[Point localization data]
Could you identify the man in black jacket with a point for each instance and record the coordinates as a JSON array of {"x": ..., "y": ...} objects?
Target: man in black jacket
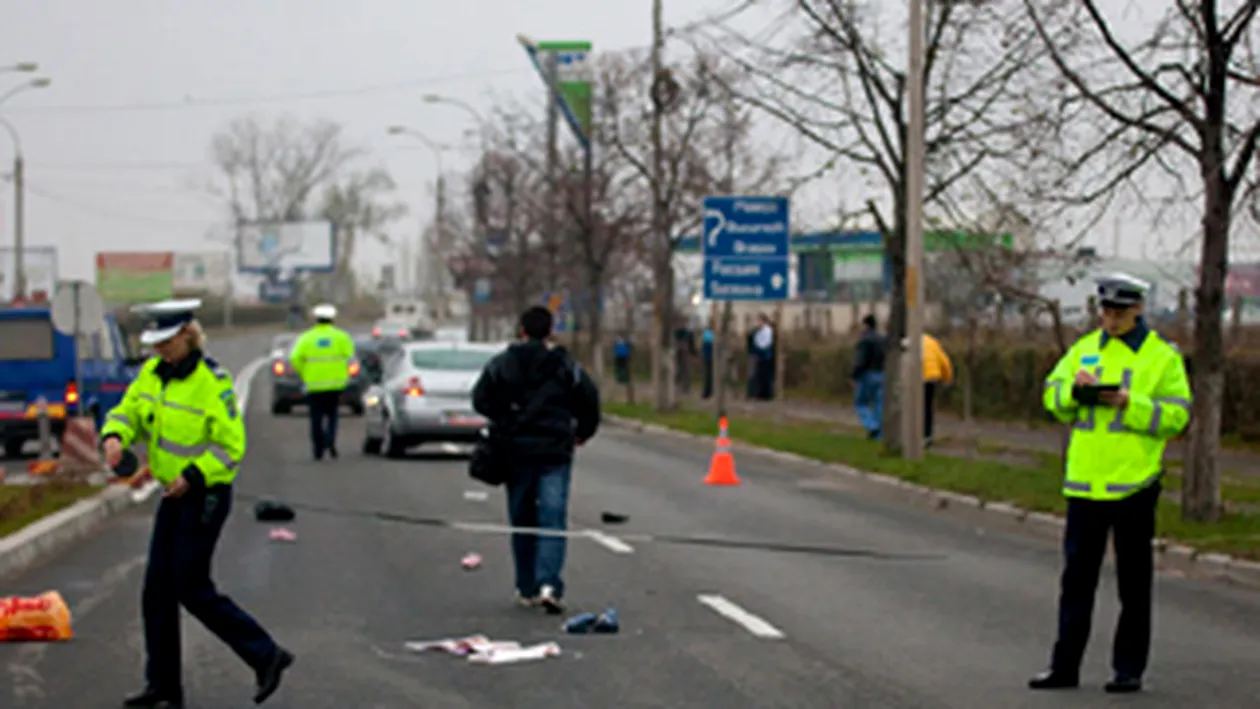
[
  {"x": 868, "y": 378},
  {"x": 561, "y": 407}
]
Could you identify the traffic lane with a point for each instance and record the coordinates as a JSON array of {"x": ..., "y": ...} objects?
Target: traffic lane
[
  {"x": 970, "y": 621},
  {"x": 352, "y": 589},
  {"x": 407, "y": 578}
]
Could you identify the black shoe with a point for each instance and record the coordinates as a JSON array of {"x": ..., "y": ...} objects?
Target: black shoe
[
  {"x": 1123, "y": 684},
  {"x": 153, "y": 699},
  {"x": 1050, "y": 679},
  {"x": 269, "y": 678}
]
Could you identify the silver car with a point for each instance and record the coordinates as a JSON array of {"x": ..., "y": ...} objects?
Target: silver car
[{"x": 425, "y": 394}]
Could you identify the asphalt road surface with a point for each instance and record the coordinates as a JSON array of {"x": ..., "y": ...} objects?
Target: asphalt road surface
[{"x": 900, "y": 607}]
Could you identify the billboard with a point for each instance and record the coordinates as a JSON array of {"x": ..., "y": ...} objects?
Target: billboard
[
  {"x": 135, "y": 276},
  {"x": 206, "y": 272},
  {"x": 40, "y": 266},
  {"x": 287, "y": 247}
]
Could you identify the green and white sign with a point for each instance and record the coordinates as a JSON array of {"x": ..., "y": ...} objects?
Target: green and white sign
[{"x": 575, "y": 76}]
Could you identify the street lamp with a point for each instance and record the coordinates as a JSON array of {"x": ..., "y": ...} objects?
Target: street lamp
[
  {"x": 19, "y": 268},
  {"x": 436, "y": 256}
]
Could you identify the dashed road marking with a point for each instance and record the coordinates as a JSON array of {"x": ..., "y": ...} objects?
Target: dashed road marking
[
  {"x": 755, "y": 625},
  {"x": 609, "y": 542}
]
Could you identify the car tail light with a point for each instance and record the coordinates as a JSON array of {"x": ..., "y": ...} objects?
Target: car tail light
[{"x": 413, "y": 388}]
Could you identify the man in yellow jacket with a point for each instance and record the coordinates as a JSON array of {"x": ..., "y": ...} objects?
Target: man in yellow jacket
[
  {"x": 938, "y": 372},
  {"x": 321, "y": 357},
  {"x": 1124, "y": 392},
  {"x": 183, "y": 406}
]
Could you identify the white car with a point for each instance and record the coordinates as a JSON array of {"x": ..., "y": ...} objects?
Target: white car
[{"x": 425, "y": 396}]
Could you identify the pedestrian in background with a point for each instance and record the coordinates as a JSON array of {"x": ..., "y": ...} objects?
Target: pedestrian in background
[
  {"x": 184, "y": 404},
  {"x": 1114, "y": 476},
  {"x": 321, "y": 357},
  {"x": 868, "y": 378},
  {"x": 938, "y": 372},
  {"x": 546, "y": 404}
]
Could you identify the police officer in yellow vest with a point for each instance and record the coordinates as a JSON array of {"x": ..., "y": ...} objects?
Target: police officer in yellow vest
[
  {"x": 183, "y": 407},
  {"x": 321, "y": 357},
  {"x": 1113, "y": 477}
]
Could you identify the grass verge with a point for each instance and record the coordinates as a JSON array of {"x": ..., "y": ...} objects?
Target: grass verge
[
  {"x": 24, "y": 504},
  {"x": 1033, "y": 487}
]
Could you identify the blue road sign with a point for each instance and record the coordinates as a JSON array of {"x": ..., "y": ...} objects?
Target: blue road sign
[{"x": 746, "y": 247}]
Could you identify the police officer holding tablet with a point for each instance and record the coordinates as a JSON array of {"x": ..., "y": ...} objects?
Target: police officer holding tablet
[{"x": 1124, "y": 391}]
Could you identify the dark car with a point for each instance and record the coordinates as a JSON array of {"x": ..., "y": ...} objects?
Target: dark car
[{"x": 286, "y": 385}]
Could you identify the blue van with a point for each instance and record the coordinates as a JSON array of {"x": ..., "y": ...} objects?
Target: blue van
[{"x": 37, "y": 360}]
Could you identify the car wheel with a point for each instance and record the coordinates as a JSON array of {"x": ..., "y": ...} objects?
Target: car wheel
[{"x": 391, "y": 445}]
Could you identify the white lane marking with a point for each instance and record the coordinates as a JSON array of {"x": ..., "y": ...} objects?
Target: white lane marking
[
  {"x": 609, "y": 542},
  {"x": 755, "y": 625}
]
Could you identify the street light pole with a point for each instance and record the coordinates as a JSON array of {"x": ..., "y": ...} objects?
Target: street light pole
[
  {"x": 912, "y": 358},
  {"x": 19, "y": 192}
]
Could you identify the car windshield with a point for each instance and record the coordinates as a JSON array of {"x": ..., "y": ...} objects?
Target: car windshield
[{"x": 450, "y": 360}]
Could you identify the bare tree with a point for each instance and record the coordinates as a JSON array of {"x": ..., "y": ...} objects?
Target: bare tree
[
  {"x": 1182, "y": 96},
  {"x": 272, "y": 171},
  {"x": 836, "y": 82}
]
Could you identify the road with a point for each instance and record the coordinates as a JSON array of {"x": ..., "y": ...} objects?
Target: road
[{"x": 945, "y": 612}]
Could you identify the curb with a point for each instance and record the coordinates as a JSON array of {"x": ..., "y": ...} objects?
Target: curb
[
  {"x": 1168, "y": 554},
  {"x": 44, "y": 538}
]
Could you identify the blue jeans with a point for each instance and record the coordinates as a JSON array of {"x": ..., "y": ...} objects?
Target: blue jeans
[
  {"x": 538, "y": 498},
  {"x": 870, "y": 401}
]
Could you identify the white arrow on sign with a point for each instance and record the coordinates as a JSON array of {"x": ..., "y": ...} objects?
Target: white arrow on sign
[{"x": 717, "y": 228}]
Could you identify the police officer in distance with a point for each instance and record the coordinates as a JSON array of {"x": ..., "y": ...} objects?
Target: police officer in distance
[
  {"x": 1113, "y": 477},
  {"x": 183, "y": 404},
  {"x": 321, "y": 357}
]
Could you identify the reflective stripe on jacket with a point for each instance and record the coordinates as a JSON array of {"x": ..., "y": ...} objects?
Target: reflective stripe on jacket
[
  {"x": 1116, "y": 452},
  {"x": 321, "y": 357},
  {"x": 188, "y": 423}
]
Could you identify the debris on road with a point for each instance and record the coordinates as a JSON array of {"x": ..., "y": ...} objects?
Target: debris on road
[
  {"x": 484, "y": 651},
  {"x": 281, "y": 534},
  {"x": 267, "y": 510},
  {"x": 601, "y": 623},
  {"x": 42, "y": 618}
]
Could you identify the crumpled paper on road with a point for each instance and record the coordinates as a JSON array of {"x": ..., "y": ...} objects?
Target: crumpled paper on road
[{"x": 481, "y": 650}]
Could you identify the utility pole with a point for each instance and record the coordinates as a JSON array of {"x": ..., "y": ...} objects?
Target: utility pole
[
  {"x": 664, "y": 273},
  {"x": 19, "y": 228},
  {"x": 912, "y": 359}
]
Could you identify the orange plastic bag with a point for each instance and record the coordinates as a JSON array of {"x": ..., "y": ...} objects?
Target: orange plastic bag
[{"x": 43, "y": 618}]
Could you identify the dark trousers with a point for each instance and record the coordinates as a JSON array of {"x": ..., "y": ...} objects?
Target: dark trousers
[
  {"x": 929, "y": 407},
  {"x": 185, "y": 532},
  {"x": 1133, "y": 524},
  {"x": 538, "y": 498},
  {"x": 324, "y": 408}
]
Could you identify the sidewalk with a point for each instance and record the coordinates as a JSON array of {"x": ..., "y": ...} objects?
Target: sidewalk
[{"x": 951, "y": 433}]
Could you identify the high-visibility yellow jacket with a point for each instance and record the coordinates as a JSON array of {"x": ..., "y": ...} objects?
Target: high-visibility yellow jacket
[
  {"x": 1116, "y": 452},
  {"x": 321, "y": 357},
  {"x": 188, "y": 416},
  {"x": 936, "y": 365}
]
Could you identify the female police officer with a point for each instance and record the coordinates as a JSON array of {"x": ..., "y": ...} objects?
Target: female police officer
[
  {"x": 184, "y": 406},
  {"x": 1113, "y": 477}
]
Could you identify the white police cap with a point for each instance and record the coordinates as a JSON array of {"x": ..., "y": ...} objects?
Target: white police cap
[
  {"x": 166, "y": 319},
  {"x": 1120, "y": 290}
]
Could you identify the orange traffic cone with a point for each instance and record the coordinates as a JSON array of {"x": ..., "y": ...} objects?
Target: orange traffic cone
[{"x": 722, "y": 466}]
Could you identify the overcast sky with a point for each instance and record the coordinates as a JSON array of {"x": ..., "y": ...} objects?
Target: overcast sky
[{"x": 140, "y": 86}]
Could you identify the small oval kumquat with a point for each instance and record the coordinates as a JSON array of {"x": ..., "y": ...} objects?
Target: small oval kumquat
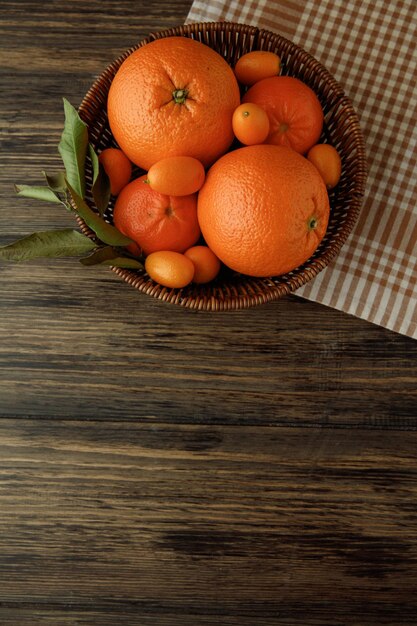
[
  {"x": 250, "y": 124},
  {"x": 206, "y": 264},
  {"x": 256, "y": 65},
  {"x": 328, "y": 162},
  {"x": 170, "y": 269}
]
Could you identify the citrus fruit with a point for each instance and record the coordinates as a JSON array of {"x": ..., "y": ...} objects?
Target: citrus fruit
[
  {"x": 156, "y": 221},
  {"x": 250, "y": 124},
  {"x": 176, "y": 176},
  {"x": 117, "y": 167},
  {"x": 328, "y": 162},
  {"x": 173, "y": 96},
  {"x": 294, "y": 111},
  {"x": 256, "y": 65},
  {"x": 206, "y": 264},
  {"x": 170, "y": 269},
  {"x": 263, "y": 209}
]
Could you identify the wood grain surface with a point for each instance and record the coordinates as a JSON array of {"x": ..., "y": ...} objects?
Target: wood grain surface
[{"x": 169, "y": 467}]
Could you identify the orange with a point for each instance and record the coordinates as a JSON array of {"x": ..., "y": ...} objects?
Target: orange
[
  {"x": 117, "y": 167},
  {"x": 294, "y": 111},
  {"x": 328, "y": 162},
  {"x": 263, "y": 209},
  {"x": 250, "y": 124},
  {"x": 206, "y": 264},
  {"x": 177, "y": 176},
  {"x": 256, "y": 65},
  {"x": 174, "y": 96},
  {"x": 156, "y": 221},
  {"x": 170, "y": 269}
]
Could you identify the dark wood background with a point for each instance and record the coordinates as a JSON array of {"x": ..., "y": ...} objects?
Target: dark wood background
[{"x": 166, "y": 467}]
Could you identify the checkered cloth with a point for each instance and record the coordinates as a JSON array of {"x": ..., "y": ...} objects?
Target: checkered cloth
[{"x": 370, "y": 48}]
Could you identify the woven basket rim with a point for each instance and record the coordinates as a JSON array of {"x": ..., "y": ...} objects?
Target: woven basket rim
[{"x": 257, "y": 291}]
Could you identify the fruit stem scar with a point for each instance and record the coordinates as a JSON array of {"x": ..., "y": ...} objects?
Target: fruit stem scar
[{"x": 179, "y": 95}]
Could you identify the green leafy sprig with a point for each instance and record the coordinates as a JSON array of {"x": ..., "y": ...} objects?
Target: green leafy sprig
[{"x": 68, "y": 189}]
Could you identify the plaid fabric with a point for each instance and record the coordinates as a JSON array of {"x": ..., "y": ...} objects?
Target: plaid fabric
[{"x": 370, "y": 48}]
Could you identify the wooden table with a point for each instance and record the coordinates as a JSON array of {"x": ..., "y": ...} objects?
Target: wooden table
[{"x": 164, "y": 467}]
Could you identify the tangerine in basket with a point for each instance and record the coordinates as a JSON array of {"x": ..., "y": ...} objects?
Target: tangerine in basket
[
  {"x": 177, "y": 176},
  {"x": 263, "y": 209},
  {"x": 256, "y": 65},
  {"x": 294, "y": 111},
  {"x": 170, "y": 269},
  {"x": 117, "y": 167},
  {"x": 206, "y": 264},
  {"x": 250, "y": 124},
  {"x": 328, "y": 162},
  {"x": 173, "y": 96},
  {"x": 156, "y": 221}
]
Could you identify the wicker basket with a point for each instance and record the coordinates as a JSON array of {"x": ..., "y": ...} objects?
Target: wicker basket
[{"x": 341, "y": 129}]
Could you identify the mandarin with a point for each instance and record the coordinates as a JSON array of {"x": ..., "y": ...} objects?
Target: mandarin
[
  {"x": 156, "y": 221},
  {"x": 256, "y": 65},
  {"x": 170, "y": 269},
  {"x": 263, "y": 210}
]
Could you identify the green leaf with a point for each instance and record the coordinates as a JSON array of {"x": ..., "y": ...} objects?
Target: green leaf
[
  {"x": 73, "y": 148},
  {"x": 111, "y": 256},
  {"x": 56, "y": 182},
  {"x": 104, "y": 231},
  {"x": 101, "y": 183},
  {"x": 51, "y": 243},
  {"x": 37, "y": 192}
]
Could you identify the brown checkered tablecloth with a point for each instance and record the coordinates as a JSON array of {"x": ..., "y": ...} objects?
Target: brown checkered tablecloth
[{"x": 370, "y": 48}]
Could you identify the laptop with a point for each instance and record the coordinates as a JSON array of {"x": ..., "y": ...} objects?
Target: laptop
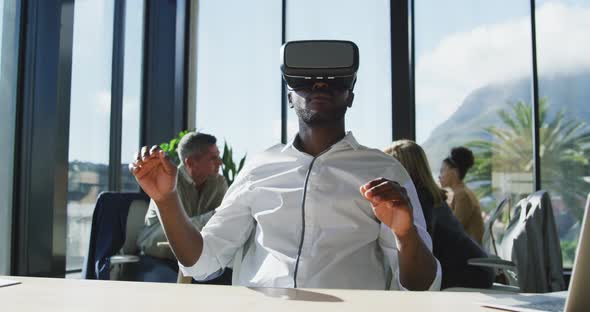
[{"x": 577, "y": 298}]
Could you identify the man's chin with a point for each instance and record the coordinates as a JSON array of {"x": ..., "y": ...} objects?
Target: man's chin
[{"x": 319, "y": 118}]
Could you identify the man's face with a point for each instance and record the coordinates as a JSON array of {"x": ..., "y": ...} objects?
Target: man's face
[
  {"x": 202, "y": 166},
  {"x": 320, "y": 104}
]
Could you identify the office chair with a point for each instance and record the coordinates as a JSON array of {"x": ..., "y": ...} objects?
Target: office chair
[
  {"x": 528, "y": 255},
  {"x": 116, "y": 219}
]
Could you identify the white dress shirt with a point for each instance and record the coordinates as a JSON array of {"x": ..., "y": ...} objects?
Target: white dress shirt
[{"x": 292, "y": 220}]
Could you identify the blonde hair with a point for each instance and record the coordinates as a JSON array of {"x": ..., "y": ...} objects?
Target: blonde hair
[{"x": 413, "y": 158}]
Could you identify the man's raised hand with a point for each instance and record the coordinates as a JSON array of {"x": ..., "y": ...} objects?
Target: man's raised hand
[
  {"x": 391, "y": 204},
  {"x": 155, "y": 172}
]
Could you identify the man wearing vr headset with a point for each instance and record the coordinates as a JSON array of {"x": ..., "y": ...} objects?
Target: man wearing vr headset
[{"x": 321, "y": 211}]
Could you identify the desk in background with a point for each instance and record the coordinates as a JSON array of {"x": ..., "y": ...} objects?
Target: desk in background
[{"x": 51, "y": 294}]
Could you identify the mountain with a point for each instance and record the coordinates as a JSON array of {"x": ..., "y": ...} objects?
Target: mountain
[{"x": 479, "y": 110}]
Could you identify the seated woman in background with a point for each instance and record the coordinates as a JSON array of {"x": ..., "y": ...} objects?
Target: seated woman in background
[
  {"x": 451, "y": 245},
  {"x": 464, "y": 203}
]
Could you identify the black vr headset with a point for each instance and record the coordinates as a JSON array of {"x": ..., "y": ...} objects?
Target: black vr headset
[{"x": 335, "y": 62}]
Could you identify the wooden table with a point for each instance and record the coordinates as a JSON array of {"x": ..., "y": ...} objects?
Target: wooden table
[{"x": 51, "y": 294}]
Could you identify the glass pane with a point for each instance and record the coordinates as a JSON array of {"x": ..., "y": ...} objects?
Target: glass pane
[
  {"x": 9, "y": 33},
  {"x": 563, "y": 62},
  {"x": 473, "y": 86},
  {"x": 238, "y": 86},
  {"x": 134, "y": 13},
  {"x": 89, "y": 121},
  {"x": 366, "y": 23}
]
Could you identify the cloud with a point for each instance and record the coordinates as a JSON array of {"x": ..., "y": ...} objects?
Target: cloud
[{"x": 465, "y": 61}]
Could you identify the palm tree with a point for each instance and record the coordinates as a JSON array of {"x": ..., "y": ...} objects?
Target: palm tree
[{"x": 564, "y": 152}]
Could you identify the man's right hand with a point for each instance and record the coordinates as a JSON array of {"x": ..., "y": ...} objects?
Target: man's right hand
[{"x": 155, "y": 173}]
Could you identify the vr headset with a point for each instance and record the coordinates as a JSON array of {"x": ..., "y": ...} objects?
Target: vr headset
[{"x": 335, "y": 62}]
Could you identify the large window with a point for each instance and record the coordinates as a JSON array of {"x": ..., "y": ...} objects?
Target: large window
[
  {"x": 564, "y": 80},
  {"x": 473, "y": 88},
  {"x": 89, "y": 120},
  {"x": 238, "y": 88},
  {"x": 134, "y": 17},
  {"x": 9, "y": 33},
  {"x": 367, "y": 24}
]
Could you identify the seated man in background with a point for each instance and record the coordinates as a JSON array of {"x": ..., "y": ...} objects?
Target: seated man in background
[
  {"x": 452, "y": 246},
  {"x": 199, "y": 186}
]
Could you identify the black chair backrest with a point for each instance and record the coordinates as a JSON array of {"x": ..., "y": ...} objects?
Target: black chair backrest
[{"x": 107, "y": 233}]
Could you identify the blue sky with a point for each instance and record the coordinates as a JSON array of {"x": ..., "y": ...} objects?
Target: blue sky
[{"x": 238, "y": 83}]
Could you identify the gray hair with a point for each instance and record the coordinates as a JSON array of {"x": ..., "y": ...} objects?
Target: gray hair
[{"x": 194, "y": 143}]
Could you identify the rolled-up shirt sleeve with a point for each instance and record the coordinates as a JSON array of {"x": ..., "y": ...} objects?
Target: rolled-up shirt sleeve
[
  {"x": 225, "y": 233},
  {"x": 389, "y": 243}
]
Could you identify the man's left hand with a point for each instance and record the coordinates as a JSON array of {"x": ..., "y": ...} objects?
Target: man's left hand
[{"x": 391, "y": 205}]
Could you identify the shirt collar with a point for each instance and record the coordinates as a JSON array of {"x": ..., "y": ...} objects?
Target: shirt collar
[{"x": 348, "y": 140}]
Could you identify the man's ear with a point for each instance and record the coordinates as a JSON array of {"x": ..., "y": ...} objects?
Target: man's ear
[
  {"x": 188, "y": 162},
  {"x": 289, "y": 99},
  {"x": 350, "y": 99}
]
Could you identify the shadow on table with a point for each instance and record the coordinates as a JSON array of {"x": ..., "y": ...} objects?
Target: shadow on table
[{"x": 296, "y": 294}]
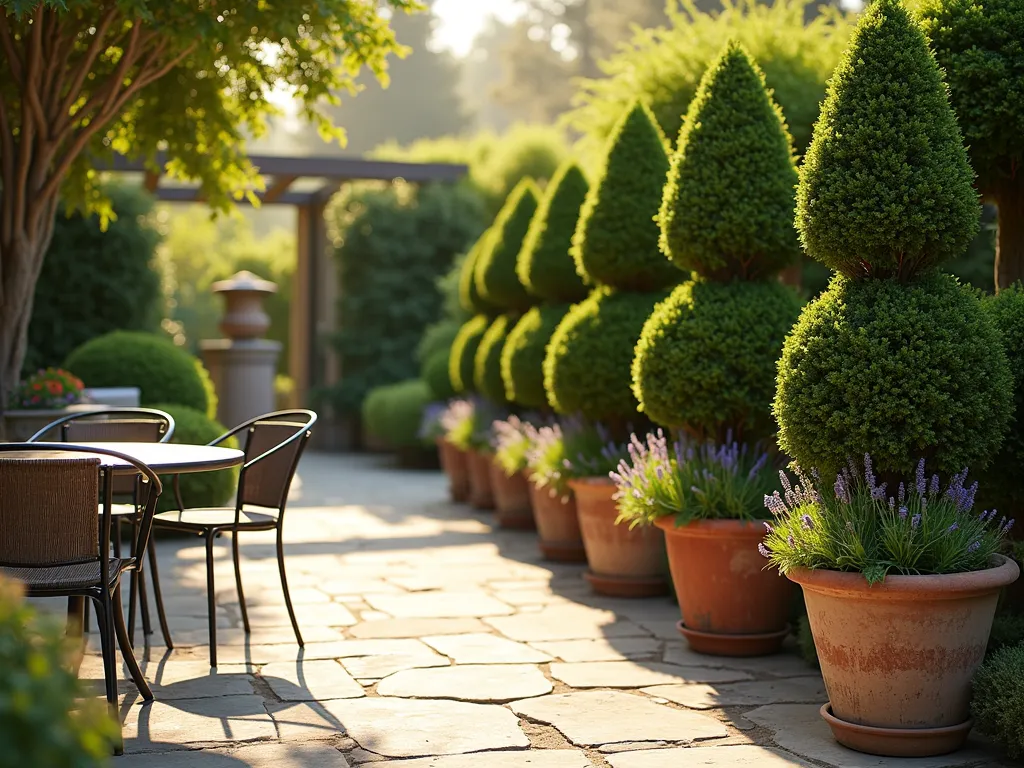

**What you need to do**
Could you reproduce exactly the lines of the entries above, from the one with "Target: blue van" through the one with "Could you identify the reflective", and nothing else?

**Result for this task**
Target: blue van
[{"x": 37, "y": 360}]
Could you identify the car wheel with a point for each instance and record the coordinates as a JSON array of {"x": ..., "y": ...} objects?
Target: car wheel
[{"x": 391, "y": 445}]
Could you identify the white lane marking with a point for each instance and record the coordinates as a JSON array of {"x": ..., "y": ...} objects?
Target: white lane marking
[
  {"x": 609, "y": 542},
  {"x": 755, "y": 625}
]
Could you identify the street light pole with a point for each instance and record the coordinates as a JSON array of {"x": ..., "y": ...} objects?
Target: street light pole
[
  {"x": 912, "y": 358},
  {"x": 19, "y": 192}
]
Could you identify the car windshield with a point for each instance and record the coordinates as a JSON array of {"x": ..., "y": ...} objects?
Target: car windshield
[{"x": 450, "y": 360}]
Could you identify the bare tree with a point for each instance and record the coordinates as a JSON array of {"x": ..., "y": ...} objects?
Target: bare tree
[
  {"x": 1182, "y": 96},
  {"x": 272, "y": 171},
  {"x": 836, "y": 82}
]
Could you identify the road with a point for each instance and record the coordinates as a JSON array of {"x": ..., "y": ...} objects?
Target: road
[{"x": 945, "y": 612}]
Could you identify the curb with a point for each instance and record the coordinates as a JSON array of {"x": ..., "y": ...} objects?
Target: curb
[
  {"x": 1168, "y": 554},
  {"x": 44, "y": 538}
]
Could you identify the blue jeans with a point for each instance and record the coordinates as a JSON array of {"x": ..., "y": ...} objects?
Target: blue jeans
[
  {"x": 538, "y": 498},
  {"x": 870, "y": 401}
]
Could you identify the white arrow on sign with a point for each instance and record the coordinates as a JSON array of {"x": ..., "y": ...} objects?
Target: white arrow on sign
[{"x": 717, "y": 228}]
Could you identify the police officer in distance with a point for each instance and record the coordinates as a JSON array of {"x": ..., "y": ...} objects?
Target: police officer in distance
[
  {"x": 1113, "y": 477},
  {"x": 183, "y": 404},
  {"x": 321, "y": 357}
]
Could you identify the reflective stripe on jacket with a point for each instance and record the coordinates as a JSON array of {"x": ..., "y": ...} objects?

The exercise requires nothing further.